POLECENIE 1 :: Co według fragmentu o psie na łańcuchu internauci zauważyli na zdjęciu opublikowanym przez Sebastiana Karpiela-Bułeckę?
POLECENIE 2 :: Zbierz z rekordów każdy wiersz, w którym występuje słowo "corrugated". Wielkość liter ma znaczenie.

FRAGMENT ::
.....
Obserwuj w Google News

Paulina Krupińska odpowiada na zarzuty o trzymanie psa na łańcuchu. "Pomówienia i hejt"

2 min. czytania
08.06.2023 15:17

Paulina Krupińska po opublikowaniu przez Sebastiana Karpiela-Bułeckę zdjęć psa trzymanego na łańcuchu spotkała się z krytyką. Prezenterka wydała oświadczenie, w którym starała się wyjaśnić sprawę.

Paulina Krupińska
fot. ADAM JANKOWSKI/REPORTER EAST NEWS

Sebastian Karpiel-Bułecka wywołał w sieci prawdziwą burzę z pozoru niewinnym zdjęciem. Piosenkarz chciał pokazać psa i jego budę, ale internauci dostrzegli, że zwierzę jest przywiązane łańcuchem i nie ma przy sobie wody. W sieci zawrzało, a na Sebastiana spadła fala krytyki. Ostatecznie usunął post z sieci, ale to nie zakończyło sprawy. Okazało się, że negatywne komentarze dotarły także do partnerki muzyka. Paulina Krupińska wydała oświadczenie, w którym odniosła się do sprawy. Zapowiedziała także reakcję w sprawie psa.
.....
PODANE DANE ::
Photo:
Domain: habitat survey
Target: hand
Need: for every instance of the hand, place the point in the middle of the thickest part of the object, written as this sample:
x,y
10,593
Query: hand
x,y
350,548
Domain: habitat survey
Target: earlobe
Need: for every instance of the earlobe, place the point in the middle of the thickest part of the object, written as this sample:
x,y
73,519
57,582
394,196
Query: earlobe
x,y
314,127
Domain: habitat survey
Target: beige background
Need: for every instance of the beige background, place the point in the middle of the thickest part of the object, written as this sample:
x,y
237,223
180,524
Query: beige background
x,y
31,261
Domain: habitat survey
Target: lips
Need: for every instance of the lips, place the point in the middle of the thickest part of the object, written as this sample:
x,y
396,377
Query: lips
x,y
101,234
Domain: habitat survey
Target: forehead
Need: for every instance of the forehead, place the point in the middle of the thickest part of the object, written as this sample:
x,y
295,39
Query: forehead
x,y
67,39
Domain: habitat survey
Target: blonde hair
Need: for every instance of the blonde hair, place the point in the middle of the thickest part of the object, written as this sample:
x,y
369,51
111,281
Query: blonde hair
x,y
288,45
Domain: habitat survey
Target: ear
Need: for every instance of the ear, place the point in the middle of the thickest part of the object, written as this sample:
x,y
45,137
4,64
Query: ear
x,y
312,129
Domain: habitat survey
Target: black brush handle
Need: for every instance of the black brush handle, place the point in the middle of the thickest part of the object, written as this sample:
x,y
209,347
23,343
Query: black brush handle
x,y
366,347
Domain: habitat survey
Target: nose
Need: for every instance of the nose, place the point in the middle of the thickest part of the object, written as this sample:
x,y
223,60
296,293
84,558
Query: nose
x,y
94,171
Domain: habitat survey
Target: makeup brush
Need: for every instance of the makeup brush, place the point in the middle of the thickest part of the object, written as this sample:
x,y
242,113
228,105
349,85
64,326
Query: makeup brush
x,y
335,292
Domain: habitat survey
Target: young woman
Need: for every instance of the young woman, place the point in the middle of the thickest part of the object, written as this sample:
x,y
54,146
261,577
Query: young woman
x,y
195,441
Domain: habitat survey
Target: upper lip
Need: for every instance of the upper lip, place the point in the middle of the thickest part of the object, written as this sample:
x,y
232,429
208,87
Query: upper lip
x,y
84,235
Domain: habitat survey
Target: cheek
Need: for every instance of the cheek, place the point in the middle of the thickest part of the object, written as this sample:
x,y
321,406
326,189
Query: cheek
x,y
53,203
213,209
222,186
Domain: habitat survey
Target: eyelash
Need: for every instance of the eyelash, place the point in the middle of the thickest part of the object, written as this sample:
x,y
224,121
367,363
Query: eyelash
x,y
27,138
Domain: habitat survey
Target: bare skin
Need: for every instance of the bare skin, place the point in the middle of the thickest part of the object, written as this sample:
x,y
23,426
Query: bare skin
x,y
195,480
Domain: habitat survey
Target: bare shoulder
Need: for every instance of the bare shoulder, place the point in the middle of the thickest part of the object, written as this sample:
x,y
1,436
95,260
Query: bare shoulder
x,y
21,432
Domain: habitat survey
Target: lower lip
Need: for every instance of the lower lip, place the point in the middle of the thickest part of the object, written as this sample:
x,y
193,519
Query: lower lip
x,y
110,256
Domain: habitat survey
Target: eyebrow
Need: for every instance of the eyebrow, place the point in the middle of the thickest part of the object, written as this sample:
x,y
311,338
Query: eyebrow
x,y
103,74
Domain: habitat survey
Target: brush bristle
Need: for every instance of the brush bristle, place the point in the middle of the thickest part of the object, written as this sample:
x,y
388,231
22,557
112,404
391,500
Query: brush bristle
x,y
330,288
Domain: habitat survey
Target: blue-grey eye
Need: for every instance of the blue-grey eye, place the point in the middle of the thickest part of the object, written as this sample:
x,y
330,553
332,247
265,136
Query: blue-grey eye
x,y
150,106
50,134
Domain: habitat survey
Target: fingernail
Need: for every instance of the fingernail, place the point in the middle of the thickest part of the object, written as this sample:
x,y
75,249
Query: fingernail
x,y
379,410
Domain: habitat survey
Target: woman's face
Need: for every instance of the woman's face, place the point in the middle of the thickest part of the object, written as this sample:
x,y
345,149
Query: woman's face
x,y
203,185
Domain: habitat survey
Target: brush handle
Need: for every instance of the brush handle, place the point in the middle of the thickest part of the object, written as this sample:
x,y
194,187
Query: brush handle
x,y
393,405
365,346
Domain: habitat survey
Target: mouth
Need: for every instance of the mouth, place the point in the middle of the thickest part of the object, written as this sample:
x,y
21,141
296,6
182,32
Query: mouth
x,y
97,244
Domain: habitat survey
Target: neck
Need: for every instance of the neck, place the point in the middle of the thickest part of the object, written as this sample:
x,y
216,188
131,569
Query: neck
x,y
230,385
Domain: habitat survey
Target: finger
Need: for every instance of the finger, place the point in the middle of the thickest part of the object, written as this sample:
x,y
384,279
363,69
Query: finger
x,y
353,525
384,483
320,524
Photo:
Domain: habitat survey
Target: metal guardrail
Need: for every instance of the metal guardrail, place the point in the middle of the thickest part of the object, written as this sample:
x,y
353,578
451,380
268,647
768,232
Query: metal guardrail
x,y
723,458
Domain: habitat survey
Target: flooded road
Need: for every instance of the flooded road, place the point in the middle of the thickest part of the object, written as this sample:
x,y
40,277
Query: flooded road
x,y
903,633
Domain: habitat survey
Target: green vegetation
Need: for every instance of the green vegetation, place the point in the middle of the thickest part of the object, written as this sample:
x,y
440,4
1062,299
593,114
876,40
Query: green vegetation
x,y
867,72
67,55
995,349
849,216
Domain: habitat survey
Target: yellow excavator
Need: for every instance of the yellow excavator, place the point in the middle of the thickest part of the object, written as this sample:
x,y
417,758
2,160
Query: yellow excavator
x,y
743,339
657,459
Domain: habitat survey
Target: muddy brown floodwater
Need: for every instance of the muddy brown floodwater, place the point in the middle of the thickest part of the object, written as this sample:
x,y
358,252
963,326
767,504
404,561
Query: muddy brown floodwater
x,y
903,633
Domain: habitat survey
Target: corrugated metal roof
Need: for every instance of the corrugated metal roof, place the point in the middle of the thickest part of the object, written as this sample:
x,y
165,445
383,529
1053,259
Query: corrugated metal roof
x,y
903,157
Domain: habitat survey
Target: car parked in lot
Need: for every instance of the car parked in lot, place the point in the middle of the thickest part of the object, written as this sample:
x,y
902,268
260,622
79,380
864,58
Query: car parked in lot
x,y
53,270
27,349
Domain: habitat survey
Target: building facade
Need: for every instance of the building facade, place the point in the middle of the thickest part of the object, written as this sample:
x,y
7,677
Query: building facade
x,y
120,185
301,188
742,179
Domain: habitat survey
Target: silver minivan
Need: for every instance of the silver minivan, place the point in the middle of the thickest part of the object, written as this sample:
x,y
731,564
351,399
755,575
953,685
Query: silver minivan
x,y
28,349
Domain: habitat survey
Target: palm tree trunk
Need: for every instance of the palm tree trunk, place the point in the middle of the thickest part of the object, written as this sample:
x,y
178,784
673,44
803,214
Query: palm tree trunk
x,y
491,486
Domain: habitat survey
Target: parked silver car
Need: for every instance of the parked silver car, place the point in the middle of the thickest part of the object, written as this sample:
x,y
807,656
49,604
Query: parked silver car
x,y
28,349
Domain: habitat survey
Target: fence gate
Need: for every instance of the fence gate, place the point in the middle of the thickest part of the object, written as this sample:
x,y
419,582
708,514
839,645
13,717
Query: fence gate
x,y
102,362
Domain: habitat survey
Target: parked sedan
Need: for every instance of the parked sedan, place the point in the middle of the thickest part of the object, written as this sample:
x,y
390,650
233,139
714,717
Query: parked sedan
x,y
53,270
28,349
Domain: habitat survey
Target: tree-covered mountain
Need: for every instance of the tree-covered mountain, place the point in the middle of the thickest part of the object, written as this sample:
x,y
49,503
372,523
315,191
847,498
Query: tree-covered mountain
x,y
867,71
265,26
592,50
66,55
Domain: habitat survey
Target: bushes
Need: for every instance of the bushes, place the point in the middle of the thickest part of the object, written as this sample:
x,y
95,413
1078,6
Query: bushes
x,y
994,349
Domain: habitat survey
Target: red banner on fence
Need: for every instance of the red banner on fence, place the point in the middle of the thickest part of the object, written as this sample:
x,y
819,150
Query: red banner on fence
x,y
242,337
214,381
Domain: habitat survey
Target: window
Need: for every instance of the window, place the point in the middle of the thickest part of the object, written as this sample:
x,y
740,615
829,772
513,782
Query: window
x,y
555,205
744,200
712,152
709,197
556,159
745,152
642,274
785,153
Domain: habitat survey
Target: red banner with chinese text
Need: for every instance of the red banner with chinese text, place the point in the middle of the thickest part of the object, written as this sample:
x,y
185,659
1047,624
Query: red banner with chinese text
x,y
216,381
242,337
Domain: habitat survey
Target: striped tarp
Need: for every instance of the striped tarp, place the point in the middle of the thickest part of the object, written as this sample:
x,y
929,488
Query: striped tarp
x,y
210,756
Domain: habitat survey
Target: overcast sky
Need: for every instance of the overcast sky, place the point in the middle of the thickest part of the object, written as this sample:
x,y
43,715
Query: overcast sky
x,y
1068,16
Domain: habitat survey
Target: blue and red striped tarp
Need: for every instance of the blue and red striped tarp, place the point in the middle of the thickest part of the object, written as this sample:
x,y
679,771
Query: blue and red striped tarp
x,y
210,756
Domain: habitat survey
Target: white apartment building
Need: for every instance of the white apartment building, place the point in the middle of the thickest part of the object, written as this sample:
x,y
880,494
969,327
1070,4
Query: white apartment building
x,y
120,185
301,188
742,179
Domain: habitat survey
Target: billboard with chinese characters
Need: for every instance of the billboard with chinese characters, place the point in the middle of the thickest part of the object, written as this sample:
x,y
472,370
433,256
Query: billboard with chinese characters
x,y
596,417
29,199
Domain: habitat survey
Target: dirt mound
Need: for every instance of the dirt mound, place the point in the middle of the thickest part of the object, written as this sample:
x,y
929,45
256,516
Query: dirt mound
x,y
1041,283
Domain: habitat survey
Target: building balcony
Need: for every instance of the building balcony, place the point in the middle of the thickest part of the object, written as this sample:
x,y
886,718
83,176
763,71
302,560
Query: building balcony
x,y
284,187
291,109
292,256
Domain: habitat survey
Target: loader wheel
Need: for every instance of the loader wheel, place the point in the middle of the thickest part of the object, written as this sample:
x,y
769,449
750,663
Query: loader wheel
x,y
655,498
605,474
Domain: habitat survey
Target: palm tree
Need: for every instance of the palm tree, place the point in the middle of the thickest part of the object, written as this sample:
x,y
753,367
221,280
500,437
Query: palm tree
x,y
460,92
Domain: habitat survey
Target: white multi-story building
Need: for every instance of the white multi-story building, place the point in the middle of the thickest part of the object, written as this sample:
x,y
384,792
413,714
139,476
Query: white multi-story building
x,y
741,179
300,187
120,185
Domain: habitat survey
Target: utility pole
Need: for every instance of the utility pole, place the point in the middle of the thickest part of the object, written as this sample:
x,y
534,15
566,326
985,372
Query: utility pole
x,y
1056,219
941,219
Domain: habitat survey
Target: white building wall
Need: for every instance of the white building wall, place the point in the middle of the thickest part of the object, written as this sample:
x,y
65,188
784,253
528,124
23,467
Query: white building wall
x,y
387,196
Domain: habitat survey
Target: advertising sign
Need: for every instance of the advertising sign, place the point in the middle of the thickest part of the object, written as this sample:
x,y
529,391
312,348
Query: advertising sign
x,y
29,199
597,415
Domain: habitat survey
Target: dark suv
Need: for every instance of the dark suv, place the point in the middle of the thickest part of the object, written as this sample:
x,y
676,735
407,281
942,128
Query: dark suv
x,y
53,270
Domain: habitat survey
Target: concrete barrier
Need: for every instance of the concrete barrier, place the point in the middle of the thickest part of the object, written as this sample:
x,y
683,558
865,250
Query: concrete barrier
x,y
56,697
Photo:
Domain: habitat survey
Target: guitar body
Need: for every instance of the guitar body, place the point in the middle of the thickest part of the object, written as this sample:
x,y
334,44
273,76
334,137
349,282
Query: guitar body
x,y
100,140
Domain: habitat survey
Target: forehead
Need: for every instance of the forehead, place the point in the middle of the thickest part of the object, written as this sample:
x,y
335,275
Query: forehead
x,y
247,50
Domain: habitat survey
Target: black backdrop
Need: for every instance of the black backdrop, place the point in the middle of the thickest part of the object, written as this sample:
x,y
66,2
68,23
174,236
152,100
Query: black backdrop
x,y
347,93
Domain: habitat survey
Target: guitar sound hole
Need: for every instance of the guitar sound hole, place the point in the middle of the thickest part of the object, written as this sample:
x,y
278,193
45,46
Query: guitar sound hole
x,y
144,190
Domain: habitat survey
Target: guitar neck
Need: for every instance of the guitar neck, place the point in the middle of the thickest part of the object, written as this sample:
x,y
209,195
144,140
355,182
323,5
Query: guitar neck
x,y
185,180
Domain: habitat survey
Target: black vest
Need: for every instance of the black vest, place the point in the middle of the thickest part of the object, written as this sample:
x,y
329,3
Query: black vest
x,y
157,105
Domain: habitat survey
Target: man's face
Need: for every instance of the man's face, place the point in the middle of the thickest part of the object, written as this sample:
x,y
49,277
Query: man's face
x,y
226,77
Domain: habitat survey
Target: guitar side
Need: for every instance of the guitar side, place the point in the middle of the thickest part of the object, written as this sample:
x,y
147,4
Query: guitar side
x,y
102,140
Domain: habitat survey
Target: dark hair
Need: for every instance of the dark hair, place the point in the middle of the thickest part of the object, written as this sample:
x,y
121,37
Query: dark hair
.....
PEŁNA ODPOWIEDŹ 1 :: Zauważyli, że pies jest przywiązany łańcuchem i nie ma przy sobie wody.

PEŁNA ODPOWIEDŹ 2 ::
Target: corrugated metal roof
Need: for every instance of the corrugated metal roof, place the point in the middle of the thickest part of the object, written as this sample:
Query: corrugated metal roof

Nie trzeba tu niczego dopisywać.